══ Provided records

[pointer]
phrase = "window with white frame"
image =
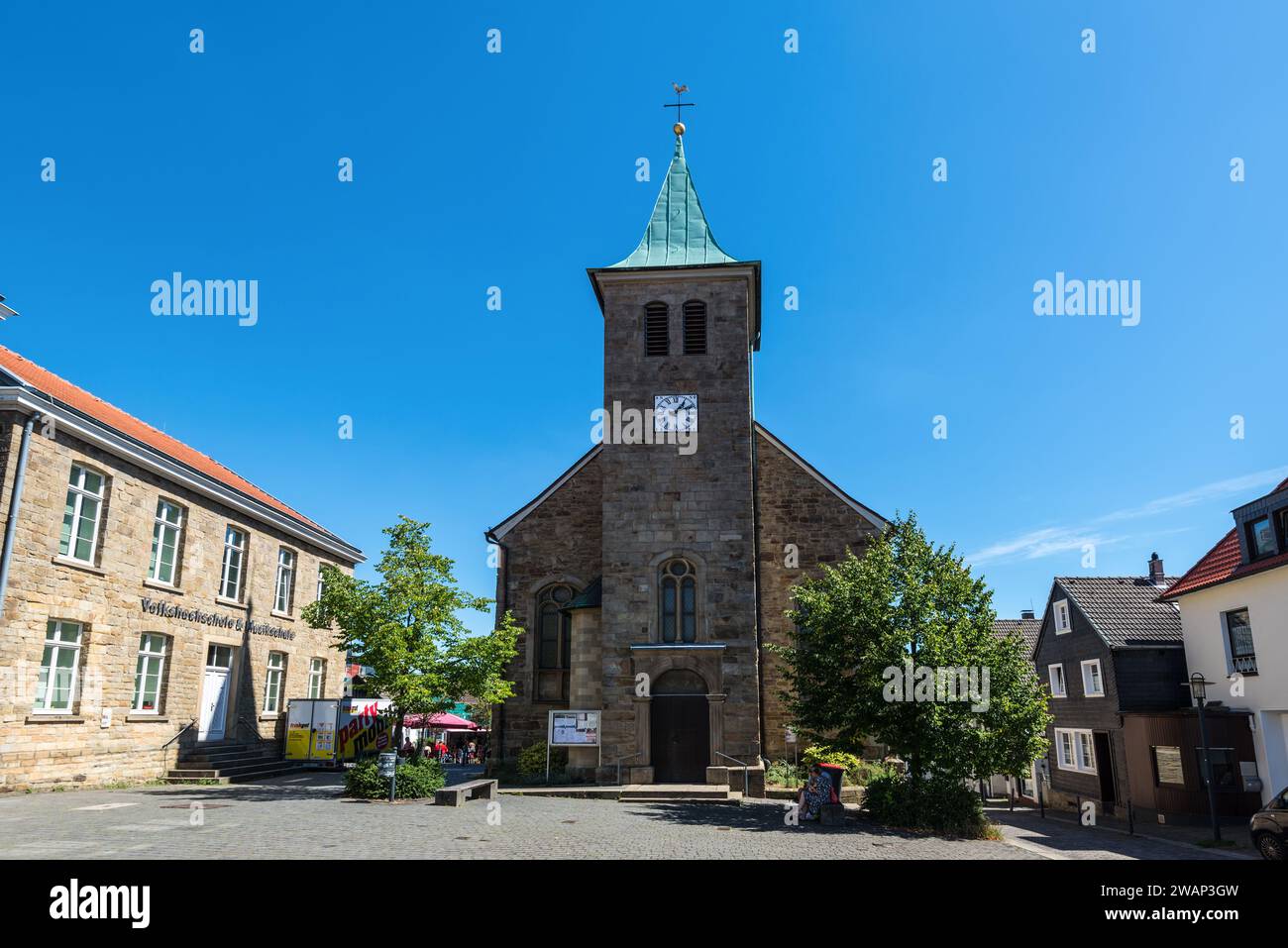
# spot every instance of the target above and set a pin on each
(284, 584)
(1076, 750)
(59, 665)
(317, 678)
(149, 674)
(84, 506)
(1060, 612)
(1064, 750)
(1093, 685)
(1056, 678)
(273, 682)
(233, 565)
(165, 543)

════
══ Provided records

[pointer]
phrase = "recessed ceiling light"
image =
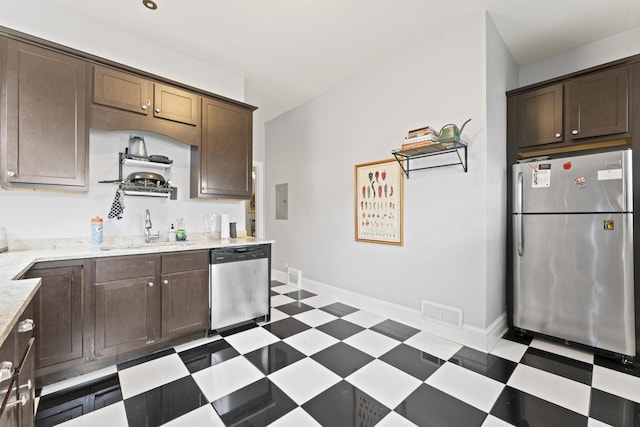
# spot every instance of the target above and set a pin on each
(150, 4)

════

Collect every line in the entries above that contains the string "phrase".

phrase = "window with white frame"
phrase = "recessed ceiling light"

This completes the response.